* **Exercise goal**
Convert the rows from the start through the line containing "[437,517,508,545]", inclusive, into a two-column CSV with the headers text and answer. Give one CSV line for each text and its answer, with each value in a single quoted field and any line breaks replaced by spaces.

BEGIN Source records

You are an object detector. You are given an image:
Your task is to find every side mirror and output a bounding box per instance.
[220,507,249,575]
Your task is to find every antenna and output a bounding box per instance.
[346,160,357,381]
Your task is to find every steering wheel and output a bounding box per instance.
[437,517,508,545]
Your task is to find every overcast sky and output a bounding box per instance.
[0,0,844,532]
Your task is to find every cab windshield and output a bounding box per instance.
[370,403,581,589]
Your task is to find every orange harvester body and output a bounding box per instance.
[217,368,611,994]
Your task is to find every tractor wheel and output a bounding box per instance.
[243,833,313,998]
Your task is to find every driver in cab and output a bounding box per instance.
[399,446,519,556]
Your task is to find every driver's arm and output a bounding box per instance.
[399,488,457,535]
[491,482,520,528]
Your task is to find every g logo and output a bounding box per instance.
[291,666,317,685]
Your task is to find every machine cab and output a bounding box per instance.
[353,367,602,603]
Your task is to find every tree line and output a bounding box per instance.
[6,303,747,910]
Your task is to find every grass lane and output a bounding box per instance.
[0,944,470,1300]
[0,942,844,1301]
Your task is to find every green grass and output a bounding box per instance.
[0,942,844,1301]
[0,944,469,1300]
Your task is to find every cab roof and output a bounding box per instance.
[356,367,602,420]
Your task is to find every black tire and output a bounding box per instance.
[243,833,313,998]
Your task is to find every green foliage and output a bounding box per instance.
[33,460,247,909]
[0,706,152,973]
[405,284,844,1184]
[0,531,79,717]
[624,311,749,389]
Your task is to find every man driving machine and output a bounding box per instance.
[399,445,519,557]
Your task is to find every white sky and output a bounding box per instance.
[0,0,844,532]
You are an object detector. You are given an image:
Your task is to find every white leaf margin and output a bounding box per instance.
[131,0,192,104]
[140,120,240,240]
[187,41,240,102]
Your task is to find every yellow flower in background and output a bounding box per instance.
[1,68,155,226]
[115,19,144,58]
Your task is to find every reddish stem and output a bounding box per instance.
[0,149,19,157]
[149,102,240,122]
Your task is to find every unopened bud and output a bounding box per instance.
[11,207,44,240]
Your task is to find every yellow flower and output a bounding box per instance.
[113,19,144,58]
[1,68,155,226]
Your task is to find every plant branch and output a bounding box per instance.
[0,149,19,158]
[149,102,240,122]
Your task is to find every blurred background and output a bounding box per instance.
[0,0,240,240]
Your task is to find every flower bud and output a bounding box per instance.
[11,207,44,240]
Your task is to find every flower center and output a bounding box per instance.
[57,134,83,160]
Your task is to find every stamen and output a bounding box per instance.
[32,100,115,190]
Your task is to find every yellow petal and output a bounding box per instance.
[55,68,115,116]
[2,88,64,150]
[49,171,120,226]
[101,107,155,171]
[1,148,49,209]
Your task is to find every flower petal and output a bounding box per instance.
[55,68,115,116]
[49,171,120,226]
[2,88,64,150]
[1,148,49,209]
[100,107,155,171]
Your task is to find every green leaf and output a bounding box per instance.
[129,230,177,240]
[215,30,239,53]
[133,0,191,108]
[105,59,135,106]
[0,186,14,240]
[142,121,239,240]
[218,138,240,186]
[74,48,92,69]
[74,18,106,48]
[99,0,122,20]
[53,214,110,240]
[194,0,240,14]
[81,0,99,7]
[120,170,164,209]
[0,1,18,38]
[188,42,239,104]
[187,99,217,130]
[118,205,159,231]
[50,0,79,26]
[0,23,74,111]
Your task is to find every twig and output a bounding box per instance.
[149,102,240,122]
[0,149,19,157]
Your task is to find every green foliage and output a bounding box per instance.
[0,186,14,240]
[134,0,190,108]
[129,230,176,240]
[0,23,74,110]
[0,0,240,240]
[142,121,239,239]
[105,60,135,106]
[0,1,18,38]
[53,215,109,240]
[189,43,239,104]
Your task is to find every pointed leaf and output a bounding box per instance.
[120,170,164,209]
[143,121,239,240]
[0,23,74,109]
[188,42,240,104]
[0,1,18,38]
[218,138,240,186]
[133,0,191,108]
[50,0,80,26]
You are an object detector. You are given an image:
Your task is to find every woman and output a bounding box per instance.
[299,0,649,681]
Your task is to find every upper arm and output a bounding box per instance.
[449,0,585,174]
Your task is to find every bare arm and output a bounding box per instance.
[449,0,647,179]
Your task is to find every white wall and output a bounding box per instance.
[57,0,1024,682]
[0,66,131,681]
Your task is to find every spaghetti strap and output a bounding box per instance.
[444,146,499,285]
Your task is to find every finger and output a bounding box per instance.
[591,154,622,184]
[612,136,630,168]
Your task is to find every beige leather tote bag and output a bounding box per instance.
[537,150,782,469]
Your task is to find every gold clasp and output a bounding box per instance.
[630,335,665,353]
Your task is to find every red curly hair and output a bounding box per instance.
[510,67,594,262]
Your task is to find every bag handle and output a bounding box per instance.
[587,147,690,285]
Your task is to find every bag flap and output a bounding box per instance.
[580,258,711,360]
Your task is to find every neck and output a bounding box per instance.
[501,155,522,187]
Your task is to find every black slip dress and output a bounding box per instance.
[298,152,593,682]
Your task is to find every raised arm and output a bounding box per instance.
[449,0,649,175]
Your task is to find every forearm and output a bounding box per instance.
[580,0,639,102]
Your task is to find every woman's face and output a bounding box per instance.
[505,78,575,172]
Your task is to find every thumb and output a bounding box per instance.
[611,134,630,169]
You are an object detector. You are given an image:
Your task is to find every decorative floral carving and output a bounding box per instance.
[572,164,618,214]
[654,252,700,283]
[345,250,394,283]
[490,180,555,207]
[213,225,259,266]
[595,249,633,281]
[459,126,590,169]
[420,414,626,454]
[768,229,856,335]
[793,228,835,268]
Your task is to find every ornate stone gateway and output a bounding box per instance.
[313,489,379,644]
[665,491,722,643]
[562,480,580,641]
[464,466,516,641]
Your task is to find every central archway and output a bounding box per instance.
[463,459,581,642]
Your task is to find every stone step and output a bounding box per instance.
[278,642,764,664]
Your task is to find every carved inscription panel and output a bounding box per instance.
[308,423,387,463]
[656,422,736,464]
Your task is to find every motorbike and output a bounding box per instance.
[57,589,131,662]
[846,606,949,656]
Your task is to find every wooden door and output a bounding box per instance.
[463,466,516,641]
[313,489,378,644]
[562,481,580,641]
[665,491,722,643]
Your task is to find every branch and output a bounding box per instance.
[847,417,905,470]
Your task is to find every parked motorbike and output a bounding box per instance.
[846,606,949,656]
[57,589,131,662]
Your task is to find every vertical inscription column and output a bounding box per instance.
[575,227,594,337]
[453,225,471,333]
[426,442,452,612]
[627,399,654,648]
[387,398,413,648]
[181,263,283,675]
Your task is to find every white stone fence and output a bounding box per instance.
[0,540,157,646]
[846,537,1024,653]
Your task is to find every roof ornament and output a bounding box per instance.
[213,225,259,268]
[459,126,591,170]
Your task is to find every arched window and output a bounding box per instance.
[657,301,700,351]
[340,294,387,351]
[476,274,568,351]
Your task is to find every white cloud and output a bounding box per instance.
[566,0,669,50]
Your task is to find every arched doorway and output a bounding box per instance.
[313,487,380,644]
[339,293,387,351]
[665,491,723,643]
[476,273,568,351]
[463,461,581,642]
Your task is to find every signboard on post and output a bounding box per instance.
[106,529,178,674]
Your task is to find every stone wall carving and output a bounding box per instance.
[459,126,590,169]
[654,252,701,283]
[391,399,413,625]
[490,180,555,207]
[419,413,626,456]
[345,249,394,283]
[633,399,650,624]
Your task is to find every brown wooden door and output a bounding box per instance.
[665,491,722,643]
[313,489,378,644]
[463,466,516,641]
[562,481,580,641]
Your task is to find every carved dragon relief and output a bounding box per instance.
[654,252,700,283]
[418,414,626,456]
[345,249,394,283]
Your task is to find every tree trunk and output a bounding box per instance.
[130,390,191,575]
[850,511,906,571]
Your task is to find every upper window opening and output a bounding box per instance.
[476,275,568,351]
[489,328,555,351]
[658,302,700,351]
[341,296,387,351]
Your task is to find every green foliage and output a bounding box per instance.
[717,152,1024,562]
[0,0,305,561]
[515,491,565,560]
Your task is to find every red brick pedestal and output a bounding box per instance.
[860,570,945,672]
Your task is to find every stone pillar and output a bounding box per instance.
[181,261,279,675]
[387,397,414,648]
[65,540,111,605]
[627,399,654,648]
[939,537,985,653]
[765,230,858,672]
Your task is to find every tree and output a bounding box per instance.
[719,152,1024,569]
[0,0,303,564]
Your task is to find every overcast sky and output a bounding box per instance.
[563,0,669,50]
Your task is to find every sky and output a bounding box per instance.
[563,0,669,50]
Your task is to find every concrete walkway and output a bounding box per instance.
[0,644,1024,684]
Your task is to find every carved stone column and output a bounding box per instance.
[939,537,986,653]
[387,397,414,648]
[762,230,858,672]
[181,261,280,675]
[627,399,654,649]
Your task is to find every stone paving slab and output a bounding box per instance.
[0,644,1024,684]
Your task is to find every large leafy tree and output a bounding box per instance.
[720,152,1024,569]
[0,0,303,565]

END Source records

* **Output of the task**
text,answer
"You are an object detector. You are given an image: Your task is to find every side mirror and output a bounding box per instance.","[220,507,249,575]"
"Your task is to find every antenna and output a bounding box per instance.","[346,160,357,381]"
"Your task is to find every steering wheel and output a bounding box per instance.","[437,517,508,545]"